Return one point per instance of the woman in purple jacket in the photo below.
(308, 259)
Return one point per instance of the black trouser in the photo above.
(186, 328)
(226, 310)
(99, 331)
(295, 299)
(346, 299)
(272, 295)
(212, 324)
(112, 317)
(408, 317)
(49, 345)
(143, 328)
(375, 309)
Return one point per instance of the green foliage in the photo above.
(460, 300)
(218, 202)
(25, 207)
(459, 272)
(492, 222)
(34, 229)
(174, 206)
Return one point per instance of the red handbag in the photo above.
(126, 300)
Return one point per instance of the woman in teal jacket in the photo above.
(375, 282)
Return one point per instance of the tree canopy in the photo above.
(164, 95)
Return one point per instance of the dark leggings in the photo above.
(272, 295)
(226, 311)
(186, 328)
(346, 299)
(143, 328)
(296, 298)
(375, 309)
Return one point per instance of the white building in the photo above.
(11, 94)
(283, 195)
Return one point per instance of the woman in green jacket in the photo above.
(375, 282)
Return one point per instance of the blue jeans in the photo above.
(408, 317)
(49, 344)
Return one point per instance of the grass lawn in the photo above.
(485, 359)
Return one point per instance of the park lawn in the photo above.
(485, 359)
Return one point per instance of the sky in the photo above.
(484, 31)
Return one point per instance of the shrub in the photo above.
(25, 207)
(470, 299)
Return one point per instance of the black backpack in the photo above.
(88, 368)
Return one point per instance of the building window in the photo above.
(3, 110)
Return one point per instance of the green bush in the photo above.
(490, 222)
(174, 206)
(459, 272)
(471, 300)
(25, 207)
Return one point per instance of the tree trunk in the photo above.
........
Begin with the line that holds "Return one point per instance of the green bush" and write out each line from there to the end of the material, exactly as it stands. Include nothing else.

## Task result
Return one point per instance of the green bush in the photo above.
(490, 222)
(174, 206)
(459, 272)
(471, 300)
(25, 207)
Return one point per instance of the tree trunk in the photo above.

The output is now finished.